General Advance-Placement (AP) Statistics Curriculum - Standard Normal Variables and Experiments

Standard Normal Distribution

The Standard Normal Distribution is a continuous distribution with the following density:

• Standard Normal density function $f(x)= {e^{-x^2 \over 2} \over \sqrt{2 \pi}}.$
• Standard Normal cumulative distribution function $\Phi(y)= \int_{-\infty}^{y}{{e^{-x^2 \over 2} \over \sqrt{2 \pi}} dx}.$
• Why are these two functions, f(x),Φ(y) well-defined density and distribution functions, i.e., $\int_{-\infty}^{\infty} {f(x)dx}=1$? See the appendix below.

Note that the following exact areas are bound between the Standard Normal Density Function and the x-axis on these symmetric intervals around the origin:

• The area: -1.0 < x < 1.0 = 0.8413 - 0.1587 = 0.6826
• The area: -2.0 < x < 2.0 = 0.9772 - 0.0228 = 0.9544
• The area: -3.0 < x < 3.0 = 0.9987 - 0.0013 = 0.9974
• Note that the inflection points (f''(x) = 0)of the Standard Normal density function are $\pm$ 1.
• The Standard Normal distribution is also a special case of the more general normal distribution where the mean is set to zero and the variance is set to one. The Standard Normal distribution is often called the bell curve because the graph of its probability density resembles a bell.

Experiments

Suppose we decide to test the state of 100 used batteries. To do that, we connect each battery to a volt-meter by randomly attaching the positive (+) and negative (-) battery terminals to the corresponding volt-meter's connections. Electrical current always flows from + to -, i.e., the current goes in the direction of the voltage drop. Depending upon which way the battery is connected to the volt-meter we can observe positive or negative voltage recordings (voltage is just a difference, which forces current to flow from higher to the lower voltage.) Denote Xi={measured voltage for battery i} - this is random variable with mean of 0 and unitary variance. Assume the distribution of all Xi is Standard Normal, $X_i \sim N(0,1)$. Use the Normal Distribution (with mean=0 and variance=1) in the SOCR Distribution applet to address the following questions. This Distributions help-page may be useful in understanding SOCR Distribution Applet. How many batteries, from the sample of 100, can we expect to have?

• Absolute Voltage > 1? P(X>1) = 0.1586, thus we expect 15-16 batteries to have voltage exceeding 1.

**Supplied information**:

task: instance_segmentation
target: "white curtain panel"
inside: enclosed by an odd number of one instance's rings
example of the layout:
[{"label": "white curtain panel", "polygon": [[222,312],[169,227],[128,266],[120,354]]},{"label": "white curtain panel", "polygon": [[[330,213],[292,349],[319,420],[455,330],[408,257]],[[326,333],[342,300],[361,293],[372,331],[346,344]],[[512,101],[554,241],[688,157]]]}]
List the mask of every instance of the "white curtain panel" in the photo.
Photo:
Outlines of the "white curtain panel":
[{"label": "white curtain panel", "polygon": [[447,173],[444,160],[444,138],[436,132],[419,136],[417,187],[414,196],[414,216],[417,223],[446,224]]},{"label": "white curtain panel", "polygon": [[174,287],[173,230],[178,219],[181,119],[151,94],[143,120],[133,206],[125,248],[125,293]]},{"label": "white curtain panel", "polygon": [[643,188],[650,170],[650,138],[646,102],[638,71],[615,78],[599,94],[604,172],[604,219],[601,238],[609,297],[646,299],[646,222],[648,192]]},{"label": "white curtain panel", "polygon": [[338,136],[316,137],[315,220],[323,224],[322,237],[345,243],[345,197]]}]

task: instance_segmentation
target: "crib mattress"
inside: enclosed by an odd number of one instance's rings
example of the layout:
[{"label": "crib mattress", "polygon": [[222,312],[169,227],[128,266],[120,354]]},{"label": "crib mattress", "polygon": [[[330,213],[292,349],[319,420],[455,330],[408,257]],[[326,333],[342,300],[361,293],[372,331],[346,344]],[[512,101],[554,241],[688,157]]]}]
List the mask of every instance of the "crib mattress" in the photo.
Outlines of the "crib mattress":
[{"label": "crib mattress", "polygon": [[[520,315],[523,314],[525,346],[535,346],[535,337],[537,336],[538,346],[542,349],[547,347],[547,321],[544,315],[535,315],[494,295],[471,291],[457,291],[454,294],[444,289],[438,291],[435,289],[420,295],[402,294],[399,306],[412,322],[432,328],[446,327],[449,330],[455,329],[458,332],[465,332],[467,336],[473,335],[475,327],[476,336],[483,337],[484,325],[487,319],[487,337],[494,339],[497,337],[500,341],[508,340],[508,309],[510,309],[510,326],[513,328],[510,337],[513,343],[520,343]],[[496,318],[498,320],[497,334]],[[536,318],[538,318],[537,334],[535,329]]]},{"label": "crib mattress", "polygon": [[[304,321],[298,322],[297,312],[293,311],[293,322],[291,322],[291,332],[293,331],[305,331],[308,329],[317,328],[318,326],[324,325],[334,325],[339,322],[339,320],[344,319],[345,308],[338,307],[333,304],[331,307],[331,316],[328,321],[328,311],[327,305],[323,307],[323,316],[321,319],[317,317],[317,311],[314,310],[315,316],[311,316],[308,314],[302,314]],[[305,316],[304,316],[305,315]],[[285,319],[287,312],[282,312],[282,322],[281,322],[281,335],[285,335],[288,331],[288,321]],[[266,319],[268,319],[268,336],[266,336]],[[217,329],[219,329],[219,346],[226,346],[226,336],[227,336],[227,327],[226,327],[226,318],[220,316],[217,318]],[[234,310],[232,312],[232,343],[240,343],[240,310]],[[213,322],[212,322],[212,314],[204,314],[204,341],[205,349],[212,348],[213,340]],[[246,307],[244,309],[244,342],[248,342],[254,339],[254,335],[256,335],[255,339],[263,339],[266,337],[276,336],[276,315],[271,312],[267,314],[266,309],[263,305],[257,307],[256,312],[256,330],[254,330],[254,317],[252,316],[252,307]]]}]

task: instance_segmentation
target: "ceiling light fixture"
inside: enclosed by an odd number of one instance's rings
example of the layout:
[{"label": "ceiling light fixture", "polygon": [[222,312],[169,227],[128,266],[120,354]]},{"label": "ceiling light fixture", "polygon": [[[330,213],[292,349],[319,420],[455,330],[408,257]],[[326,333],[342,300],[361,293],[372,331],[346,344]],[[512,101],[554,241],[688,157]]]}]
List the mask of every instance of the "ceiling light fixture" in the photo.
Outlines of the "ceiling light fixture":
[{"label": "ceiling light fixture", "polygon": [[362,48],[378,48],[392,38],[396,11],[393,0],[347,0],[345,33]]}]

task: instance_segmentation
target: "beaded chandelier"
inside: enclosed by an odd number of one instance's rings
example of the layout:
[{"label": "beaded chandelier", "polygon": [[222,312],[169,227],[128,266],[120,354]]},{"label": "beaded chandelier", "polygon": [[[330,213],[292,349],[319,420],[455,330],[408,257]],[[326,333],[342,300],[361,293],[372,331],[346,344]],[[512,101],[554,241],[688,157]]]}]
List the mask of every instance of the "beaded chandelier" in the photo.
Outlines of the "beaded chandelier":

==

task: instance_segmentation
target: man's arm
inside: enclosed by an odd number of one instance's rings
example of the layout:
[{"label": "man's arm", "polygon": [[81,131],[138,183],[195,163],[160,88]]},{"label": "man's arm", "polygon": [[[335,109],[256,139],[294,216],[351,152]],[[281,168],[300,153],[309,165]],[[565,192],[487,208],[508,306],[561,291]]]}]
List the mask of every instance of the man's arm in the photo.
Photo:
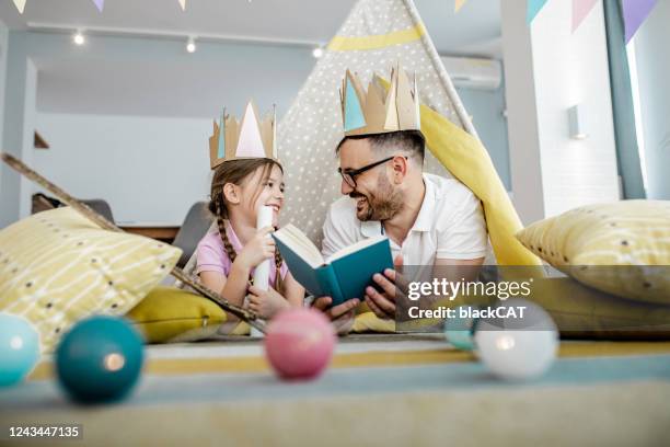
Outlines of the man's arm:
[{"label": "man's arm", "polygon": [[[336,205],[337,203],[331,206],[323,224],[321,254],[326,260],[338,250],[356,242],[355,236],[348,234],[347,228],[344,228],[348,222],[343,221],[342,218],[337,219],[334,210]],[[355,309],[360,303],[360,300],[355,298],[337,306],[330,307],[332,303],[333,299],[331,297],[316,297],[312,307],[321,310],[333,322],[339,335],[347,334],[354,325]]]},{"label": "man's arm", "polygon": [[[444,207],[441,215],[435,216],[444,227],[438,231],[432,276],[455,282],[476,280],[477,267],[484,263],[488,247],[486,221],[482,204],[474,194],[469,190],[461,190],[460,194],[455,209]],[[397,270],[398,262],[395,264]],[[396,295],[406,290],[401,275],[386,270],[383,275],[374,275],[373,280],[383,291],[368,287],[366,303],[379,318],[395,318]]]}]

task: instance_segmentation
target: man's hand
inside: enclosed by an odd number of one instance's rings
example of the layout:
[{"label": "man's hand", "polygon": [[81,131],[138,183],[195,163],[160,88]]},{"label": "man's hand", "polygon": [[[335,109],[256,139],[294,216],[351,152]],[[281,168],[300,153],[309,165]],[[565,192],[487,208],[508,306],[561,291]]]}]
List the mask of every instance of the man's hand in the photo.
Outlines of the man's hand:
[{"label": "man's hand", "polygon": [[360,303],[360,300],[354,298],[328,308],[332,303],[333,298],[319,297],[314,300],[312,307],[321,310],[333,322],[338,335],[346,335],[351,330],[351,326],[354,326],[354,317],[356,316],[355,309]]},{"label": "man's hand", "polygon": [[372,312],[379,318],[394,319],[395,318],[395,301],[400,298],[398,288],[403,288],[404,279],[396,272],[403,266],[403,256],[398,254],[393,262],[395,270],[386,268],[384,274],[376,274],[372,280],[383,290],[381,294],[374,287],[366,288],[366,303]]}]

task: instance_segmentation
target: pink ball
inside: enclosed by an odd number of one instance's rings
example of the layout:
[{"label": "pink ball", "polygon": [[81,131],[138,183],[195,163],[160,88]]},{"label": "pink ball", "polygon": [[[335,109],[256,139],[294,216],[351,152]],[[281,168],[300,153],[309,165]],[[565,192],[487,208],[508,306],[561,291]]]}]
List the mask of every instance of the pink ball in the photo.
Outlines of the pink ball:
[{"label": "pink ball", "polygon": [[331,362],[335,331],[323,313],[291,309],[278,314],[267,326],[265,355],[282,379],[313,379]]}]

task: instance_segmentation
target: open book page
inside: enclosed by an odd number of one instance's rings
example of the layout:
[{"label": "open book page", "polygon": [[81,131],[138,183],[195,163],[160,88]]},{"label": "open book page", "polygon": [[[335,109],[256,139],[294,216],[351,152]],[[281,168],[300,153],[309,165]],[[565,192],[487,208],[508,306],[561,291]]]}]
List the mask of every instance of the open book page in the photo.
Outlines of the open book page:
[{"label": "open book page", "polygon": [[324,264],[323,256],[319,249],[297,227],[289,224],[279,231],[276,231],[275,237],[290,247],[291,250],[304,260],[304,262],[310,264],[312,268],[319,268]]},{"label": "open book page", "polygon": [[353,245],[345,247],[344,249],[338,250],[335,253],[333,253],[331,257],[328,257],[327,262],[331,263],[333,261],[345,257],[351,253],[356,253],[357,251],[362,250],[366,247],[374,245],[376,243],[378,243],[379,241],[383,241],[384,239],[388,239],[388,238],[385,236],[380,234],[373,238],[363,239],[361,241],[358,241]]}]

**Work to complete**:
A: Repeat the standard normal distribution text word for word, starting with "Note that the following" and going on through "resembles a bell.".
B: Go on with the standard normal distribution text from the point where it stops.

**Answer set**:
A:
Note that the following exact areas are bound between the Standard Normal Density Function and the x-axis on these symmetric intervals around the origin:

• The area: -1.0 < x < 1.0 = 0.8413 - 0.1587 = 0.6826
• The area: -2.0 < x < 2.0 = 0.9772 - 0.0228 = 0.9544
• The area: -3.0 < x < 3.0 = 0.9987 - 0.0013 = 0.9974
• Note that the inflection points (f''(x) = 0)of the Standard Normal density function are $\pm$ 1.
• The Standard Normal distribution is also a special case of the more general normal distribution where the mean is set to zero and the variance is set to one. The Standard Normal distribution is often called the bell curve because the graph of its probability density resembles a bell.

B:
• |Absolute Voltage| > 1? P(|X|>1) = 1- 0.682689=0.3173, thus we expect 31-32 batteries to have absolute voltage exceeding 1.
• Voltage < -2? P(X<-2) = 0.0227, thus we expect 2-3 batteries to have voltage less than -2.
• Voltage <= -2? P(X<=-2) = 0.0227, thus we expect 2-3 batteries to have voltage less than or equal to -2.
• -1.7537 < Voltage < 0.8465? P(-1.7537 < X < 0.8465) = 0.761622, thus we expect 76 batteries to have voltage in this range.

Appendix

The derivation below illustrates why the standard normal density function, $f(x)= {e^{-x^2 \over 2} \over \sqrt{2 \pi}}$, represents a well-defined density function, i.e., $f(x)\ge 0$ and $\int_{-\infty}^{\infty} {f(x)dx}=1$.

• Clearly the exponential function $e^{-x^2 \over 2}$ is always non-negative (in fact it's strictly positive for each real value argument).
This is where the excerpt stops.